EXCERPTED RECORDS:
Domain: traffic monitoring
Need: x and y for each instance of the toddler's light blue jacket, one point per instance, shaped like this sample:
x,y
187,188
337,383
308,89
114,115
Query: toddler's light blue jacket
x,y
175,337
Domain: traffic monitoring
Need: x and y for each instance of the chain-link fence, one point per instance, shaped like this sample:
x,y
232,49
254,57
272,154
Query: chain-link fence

EXERCISE DESCRIPTION: Some lines in the data above hold the string "instance". Find and copy each of them.

TASK RESULT:
Need: x and y for each instance of the toddler's light blue jacket, one point per instance, shaped like this sample:
Need: x and y for each instance of the chain-link fence, one point per instance, shaped like this sample:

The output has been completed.